(Dataset rows on where objects appear)
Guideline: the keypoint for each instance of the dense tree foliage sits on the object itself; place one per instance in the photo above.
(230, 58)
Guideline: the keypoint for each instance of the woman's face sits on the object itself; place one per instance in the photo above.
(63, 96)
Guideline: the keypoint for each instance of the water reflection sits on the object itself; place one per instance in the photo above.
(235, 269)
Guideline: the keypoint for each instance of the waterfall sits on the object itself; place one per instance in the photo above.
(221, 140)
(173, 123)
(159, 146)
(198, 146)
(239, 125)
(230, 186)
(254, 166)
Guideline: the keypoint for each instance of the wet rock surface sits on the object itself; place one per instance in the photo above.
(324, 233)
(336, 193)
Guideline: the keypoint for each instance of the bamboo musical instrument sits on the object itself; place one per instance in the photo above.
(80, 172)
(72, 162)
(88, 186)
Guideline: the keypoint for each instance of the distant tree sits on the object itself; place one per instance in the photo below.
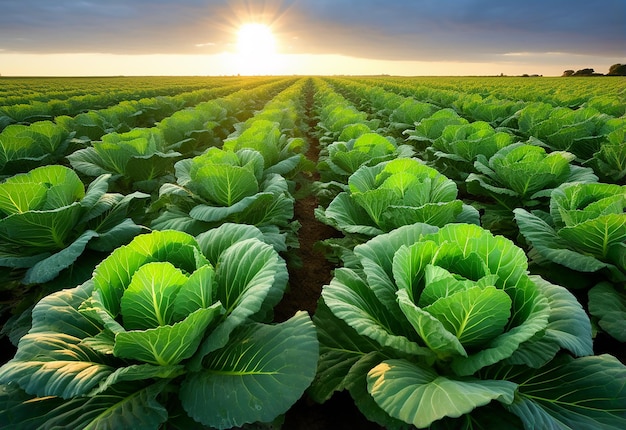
(617, 70)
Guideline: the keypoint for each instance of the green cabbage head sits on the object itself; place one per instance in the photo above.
(445, 327)
(396, 193)
(170, 328)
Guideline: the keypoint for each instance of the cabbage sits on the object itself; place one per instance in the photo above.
(395, 193)
(169, 327)
(48, 219)
(224, 186)
(434, 326)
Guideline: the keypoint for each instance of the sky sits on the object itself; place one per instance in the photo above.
(320, 37)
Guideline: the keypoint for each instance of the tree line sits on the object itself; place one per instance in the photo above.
(614, 70)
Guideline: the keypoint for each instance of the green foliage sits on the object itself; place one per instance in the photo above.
(224, 186)
(455, 151)
(138, 159)
(368, 149)
(439, 324)
(395, 193)
(23, 148)
(48, 219)
(585, 232)
(159, 321)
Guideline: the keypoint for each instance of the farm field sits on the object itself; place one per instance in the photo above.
(375, 252)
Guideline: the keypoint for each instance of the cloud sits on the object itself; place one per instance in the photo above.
(445, 30)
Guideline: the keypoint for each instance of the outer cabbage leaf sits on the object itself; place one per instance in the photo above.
(590, 393)
(264, 369)
(608, 304)
(418, 395)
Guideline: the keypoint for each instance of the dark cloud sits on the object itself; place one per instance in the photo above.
(461, 30)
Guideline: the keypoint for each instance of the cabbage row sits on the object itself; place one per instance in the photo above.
(433, 321)
(169, 321)
(470, 229)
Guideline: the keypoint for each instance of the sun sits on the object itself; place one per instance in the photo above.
(255, 40)
(256, 50)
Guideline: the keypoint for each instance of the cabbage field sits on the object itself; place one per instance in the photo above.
(313, 252)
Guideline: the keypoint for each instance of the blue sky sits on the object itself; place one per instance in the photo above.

WHAT YOU ARE ASKED TO DO -
Please copy the stretch from the line containing "Guideline: the keypoint for each instance of the cabbage field" through the end of the records, replacing "Guideline" with "Instruction" and leaving everything else unchanged.

FINISHED ANSWER -
Instruction: the keypoint for each instance of the cabbage field sits on the object itself; place one per instance in the photo above.
(313, 252)
Instruction: the keypoint for each instance of the blue sky sits on the object itself; place one per instance in the photo above.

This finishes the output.